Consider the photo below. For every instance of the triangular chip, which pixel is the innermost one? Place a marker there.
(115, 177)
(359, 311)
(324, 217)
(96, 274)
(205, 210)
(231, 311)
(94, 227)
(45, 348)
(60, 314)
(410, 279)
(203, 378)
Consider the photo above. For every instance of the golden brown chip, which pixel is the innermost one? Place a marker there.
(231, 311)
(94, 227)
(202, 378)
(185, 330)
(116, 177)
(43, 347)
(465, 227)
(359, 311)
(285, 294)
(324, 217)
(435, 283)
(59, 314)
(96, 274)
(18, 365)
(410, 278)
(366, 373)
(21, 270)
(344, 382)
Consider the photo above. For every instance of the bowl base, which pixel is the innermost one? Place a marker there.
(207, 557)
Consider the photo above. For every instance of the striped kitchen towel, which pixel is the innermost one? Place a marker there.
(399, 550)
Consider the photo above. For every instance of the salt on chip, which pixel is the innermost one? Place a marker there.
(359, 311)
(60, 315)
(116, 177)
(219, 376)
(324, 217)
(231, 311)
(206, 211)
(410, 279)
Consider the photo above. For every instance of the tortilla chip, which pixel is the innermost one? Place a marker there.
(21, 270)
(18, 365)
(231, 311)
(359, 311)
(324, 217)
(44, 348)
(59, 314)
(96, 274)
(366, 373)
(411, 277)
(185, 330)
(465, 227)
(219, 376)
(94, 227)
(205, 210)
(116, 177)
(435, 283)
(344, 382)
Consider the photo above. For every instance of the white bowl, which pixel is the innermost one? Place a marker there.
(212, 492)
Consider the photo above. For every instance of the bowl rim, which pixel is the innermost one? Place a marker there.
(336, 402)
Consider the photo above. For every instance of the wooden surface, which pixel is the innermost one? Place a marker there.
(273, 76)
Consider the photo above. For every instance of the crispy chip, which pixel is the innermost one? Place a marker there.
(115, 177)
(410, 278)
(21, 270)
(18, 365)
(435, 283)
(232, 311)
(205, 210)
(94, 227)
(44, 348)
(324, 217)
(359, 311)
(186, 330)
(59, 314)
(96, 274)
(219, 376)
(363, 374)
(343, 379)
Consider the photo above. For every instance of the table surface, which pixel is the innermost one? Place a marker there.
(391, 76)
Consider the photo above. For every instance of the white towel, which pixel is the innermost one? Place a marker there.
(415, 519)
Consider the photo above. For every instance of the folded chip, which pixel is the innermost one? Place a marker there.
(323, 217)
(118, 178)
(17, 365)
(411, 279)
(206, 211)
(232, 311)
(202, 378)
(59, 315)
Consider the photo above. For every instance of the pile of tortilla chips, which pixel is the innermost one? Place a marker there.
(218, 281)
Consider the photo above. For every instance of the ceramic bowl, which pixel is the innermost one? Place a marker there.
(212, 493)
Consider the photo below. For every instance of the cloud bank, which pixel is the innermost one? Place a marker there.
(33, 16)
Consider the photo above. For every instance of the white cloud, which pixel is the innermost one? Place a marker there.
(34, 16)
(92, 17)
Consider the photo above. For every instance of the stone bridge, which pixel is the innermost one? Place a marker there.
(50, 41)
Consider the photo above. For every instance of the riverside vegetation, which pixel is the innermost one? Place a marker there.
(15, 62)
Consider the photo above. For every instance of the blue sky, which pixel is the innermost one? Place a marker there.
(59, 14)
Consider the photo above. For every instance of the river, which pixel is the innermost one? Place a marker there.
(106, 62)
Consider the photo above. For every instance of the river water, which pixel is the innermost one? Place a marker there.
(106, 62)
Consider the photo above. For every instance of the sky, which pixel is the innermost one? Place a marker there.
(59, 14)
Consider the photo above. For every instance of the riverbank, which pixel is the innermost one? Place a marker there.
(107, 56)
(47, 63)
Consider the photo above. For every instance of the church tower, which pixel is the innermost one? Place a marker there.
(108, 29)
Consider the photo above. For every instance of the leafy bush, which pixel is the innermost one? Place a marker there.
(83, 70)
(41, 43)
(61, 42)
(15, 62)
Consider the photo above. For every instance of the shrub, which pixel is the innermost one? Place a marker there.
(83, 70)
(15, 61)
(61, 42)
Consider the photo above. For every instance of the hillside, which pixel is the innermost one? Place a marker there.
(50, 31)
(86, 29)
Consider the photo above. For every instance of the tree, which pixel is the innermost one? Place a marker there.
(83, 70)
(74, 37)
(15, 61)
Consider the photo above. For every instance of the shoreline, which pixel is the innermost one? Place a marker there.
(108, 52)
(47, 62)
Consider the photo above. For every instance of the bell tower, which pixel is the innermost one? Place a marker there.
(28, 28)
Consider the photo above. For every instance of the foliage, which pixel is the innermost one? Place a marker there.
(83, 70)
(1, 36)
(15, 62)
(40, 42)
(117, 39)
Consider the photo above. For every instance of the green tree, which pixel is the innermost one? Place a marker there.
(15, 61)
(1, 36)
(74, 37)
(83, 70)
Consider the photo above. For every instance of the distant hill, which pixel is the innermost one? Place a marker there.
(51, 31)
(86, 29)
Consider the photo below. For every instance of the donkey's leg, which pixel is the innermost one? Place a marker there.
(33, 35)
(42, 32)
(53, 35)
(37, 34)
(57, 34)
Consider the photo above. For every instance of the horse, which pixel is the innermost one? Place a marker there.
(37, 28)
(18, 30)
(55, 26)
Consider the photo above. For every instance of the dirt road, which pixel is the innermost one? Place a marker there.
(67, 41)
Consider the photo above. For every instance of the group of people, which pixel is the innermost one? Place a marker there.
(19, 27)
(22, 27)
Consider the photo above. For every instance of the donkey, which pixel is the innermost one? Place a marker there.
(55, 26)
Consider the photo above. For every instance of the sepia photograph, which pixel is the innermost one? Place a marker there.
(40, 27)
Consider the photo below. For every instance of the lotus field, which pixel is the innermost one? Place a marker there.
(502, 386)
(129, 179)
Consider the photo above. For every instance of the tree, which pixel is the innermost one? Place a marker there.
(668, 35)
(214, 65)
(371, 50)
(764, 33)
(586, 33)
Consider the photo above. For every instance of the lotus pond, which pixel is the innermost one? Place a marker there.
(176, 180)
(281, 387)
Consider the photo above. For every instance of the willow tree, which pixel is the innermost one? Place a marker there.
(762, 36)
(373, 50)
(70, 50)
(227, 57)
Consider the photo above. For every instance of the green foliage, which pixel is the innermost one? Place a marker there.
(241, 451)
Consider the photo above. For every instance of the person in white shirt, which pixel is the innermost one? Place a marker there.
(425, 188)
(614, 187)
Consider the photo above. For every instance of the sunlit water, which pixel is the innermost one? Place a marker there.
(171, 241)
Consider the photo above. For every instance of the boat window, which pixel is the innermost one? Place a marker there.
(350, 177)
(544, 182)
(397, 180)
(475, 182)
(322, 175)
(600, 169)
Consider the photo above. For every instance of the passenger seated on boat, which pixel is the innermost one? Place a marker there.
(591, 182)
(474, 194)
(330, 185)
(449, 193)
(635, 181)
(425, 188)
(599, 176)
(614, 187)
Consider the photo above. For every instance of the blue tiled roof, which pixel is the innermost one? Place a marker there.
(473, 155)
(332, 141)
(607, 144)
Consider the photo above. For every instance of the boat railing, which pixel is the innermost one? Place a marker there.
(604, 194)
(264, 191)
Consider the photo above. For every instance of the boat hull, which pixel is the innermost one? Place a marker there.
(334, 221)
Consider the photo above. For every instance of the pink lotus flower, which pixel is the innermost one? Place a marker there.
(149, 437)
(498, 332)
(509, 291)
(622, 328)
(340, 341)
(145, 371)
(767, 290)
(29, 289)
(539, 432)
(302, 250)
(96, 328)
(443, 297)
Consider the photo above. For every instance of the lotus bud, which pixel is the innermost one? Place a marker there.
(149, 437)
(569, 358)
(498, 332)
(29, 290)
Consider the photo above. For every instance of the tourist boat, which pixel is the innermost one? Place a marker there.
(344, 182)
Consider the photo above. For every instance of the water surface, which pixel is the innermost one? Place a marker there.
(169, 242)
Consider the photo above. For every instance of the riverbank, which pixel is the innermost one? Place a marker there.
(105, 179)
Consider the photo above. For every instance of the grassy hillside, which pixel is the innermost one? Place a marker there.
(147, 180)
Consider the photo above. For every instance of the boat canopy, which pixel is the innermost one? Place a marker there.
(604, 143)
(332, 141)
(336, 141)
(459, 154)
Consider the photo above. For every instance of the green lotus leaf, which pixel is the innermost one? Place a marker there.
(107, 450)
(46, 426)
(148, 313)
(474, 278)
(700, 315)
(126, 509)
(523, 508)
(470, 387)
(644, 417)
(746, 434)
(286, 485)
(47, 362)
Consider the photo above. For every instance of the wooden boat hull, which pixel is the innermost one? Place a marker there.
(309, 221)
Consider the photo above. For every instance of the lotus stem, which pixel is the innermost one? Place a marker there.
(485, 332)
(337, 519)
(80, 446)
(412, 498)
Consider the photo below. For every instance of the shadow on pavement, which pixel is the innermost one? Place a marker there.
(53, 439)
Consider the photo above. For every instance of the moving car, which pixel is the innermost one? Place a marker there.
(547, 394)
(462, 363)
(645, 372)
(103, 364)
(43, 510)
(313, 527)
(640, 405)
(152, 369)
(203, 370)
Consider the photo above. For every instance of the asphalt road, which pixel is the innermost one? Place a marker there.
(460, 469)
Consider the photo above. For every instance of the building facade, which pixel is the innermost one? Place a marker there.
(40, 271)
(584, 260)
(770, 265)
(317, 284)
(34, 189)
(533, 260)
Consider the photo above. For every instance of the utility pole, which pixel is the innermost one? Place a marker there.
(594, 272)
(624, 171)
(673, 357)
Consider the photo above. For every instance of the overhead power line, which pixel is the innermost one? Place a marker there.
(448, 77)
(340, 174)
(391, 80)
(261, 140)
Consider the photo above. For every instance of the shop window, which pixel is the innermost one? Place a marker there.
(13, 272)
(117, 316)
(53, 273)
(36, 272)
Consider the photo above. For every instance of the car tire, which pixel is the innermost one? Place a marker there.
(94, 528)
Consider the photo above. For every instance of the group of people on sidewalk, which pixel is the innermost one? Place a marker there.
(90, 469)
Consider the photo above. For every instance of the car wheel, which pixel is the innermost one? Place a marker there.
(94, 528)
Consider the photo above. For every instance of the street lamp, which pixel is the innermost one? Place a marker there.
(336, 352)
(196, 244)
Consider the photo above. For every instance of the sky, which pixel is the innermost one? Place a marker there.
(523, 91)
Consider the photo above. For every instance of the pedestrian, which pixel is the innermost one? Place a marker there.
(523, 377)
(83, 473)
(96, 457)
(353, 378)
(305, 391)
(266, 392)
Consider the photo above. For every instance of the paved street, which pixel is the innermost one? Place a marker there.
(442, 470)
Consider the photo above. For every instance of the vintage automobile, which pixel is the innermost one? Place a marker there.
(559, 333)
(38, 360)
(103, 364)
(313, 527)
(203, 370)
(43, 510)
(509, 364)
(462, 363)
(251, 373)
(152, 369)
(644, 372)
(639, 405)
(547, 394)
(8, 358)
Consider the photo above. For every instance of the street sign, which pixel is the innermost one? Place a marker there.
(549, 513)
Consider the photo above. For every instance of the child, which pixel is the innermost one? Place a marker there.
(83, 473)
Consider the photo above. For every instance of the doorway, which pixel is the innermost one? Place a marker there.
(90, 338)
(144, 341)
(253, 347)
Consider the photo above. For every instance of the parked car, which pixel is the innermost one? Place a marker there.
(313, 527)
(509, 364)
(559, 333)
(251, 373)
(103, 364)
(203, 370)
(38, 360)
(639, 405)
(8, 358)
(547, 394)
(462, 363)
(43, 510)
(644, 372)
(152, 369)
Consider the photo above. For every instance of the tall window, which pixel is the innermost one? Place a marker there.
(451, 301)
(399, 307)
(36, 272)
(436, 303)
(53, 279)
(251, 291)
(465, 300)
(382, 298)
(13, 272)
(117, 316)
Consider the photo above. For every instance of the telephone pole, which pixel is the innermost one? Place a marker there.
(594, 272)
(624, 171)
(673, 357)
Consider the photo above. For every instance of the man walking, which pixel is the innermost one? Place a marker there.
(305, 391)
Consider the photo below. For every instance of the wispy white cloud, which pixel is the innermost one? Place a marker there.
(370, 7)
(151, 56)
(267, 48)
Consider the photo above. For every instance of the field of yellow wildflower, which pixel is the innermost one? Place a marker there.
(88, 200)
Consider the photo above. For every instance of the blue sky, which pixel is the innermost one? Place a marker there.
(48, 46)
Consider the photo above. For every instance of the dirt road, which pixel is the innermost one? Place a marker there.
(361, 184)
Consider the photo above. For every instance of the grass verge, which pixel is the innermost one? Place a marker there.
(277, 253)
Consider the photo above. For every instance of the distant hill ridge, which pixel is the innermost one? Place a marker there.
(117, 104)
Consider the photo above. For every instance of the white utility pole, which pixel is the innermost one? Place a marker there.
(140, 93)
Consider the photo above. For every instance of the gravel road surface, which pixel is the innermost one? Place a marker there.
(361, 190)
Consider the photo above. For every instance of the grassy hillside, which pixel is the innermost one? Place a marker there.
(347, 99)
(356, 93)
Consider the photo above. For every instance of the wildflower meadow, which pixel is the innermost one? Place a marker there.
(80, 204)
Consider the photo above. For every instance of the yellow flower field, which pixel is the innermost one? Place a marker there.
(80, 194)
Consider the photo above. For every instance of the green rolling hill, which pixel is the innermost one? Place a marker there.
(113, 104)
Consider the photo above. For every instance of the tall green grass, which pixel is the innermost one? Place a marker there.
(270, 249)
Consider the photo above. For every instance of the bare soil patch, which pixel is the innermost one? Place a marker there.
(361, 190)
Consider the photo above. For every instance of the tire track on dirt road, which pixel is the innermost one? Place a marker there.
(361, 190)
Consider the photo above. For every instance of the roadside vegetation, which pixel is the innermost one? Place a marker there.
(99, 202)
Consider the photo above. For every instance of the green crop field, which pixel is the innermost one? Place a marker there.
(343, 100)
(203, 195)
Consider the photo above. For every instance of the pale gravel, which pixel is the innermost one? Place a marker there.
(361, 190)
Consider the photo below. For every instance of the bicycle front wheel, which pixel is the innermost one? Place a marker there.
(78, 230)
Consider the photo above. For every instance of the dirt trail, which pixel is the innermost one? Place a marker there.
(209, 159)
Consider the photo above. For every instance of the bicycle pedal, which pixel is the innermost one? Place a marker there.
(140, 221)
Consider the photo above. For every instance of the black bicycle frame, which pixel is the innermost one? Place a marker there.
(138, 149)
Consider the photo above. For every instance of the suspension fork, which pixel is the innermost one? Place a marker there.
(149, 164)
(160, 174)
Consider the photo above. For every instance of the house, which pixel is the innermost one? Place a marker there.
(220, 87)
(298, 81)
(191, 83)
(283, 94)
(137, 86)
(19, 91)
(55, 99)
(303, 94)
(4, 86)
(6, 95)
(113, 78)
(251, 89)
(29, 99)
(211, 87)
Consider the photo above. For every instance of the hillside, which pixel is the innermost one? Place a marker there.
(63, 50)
- - -
## EXERCISE OBJECTIVE
Starting at the line in the records above that contains "Consider the photo above. For every instance of the black", output every line up to and including the last one, with nothing added.

## TASK RESULT
Consider the photo above. For every instance of the black bicycle frame, which pixel is the innermost one? Place a marker there.
(138, 149)
Consider the photo above. For every instance of the suspension fork, which pixel is the innermost one? Place a marker there.
(149, 164)
(160, 174)
Consider the photo above. For every instance of the house, which pixel is the innermost one? Place a marker there.
(220, 87)
(298, 81)
(191, 83)
(283, 94)
(137, 86)
(19, 91)
(55, 99)
(303, 94)
(4, 86)
(6, 95)
(113, 78)
(251, 89)
(29, 99)
(211, 87)
Consider the photo above. For every instance of the hillside, which pixel is the innermost one? Place a marker there.
(63, 50)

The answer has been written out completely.